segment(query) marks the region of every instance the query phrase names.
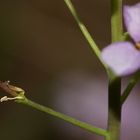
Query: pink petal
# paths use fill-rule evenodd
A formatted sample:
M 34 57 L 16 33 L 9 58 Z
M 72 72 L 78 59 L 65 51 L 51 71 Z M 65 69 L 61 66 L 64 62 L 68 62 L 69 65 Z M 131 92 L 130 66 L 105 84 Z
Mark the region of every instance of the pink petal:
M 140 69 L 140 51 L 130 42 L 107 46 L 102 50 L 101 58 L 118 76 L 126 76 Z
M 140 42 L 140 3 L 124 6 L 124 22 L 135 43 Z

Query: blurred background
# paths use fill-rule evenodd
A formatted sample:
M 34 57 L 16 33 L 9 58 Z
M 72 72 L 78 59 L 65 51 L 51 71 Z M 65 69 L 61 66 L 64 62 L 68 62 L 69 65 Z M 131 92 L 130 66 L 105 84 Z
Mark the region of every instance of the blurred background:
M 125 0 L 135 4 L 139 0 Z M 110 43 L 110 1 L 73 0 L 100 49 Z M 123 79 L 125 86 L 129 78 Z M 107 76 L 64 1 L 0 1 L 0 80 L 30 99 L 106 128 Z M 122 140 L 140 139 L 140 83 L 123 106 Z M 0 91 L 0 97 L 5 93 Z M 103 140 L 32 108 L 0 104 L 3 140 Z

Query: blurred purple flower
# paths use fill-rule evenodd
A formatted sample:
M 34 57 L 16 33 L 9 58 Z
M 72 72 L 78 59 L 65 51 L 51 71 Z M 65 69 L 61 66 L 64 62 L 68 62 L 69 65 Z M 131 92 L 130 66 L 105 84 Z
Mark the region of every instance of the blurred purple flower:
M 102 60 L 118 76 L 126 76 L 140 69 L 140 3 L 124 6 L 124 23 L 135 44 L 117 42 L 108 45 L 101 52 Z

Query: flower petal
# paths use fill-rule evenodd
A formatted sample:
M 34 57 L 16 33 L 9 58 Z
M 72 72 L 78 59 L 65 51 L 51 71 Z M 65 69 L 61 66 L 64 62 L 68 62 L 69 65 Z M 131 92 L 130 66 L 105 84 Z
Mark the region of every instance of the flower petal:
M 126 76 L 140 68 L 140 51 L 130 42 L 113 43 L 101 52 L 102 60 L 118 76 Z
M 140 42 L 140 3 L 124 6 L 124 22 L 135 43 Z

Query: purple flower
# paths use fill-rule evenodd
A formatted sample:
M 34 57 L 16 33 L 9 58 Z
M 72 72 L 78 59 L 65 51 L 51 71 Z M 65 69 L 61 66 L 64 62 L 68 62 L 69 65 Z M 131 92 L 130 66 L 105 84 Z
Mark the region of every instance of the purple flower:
---
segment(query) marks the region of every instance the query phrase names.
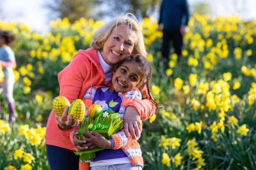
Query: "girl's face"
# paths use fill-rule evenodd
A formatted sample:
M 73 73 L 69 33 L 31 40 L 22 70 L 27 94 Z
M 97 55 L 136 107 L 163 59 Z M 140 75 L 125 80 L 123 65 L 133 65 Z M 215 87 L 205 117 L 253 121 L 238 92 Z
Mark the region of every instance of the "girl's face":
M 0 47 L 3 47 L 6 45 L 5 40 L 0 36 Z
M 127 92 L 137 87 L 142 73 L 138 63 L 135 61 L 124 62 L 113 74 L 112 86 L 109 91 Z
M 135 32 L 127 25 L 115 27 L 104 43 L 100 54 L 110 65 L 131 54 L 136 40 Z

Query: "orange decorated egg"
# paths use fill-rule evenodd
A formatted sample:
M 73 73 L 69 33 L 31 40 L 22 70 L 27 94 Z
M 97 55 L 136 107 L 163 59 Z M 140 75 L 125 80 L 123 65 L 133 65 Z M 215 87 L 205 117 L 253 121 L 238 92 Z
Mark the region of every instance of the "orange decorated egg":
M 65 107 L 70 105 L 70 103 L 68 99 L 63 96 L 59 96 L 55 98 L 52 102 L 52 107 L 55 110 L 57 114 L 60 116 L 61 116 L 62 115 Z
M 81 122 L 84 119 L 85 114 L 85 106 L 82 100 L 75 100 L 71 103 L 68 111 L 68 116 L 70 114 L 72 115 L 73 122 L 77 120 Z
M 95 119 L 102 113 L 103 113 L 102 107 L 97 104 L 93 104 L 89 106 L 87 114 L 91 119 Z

## EXERCISE PROMPT
Pull out each line of the rows above that contains the string "blurred".

## ANSWER
Query: blurred background
Mark the region of every instance of the blurred background:
Query: blurred purple flower
Mark the region of every instance of the blurred purple flower:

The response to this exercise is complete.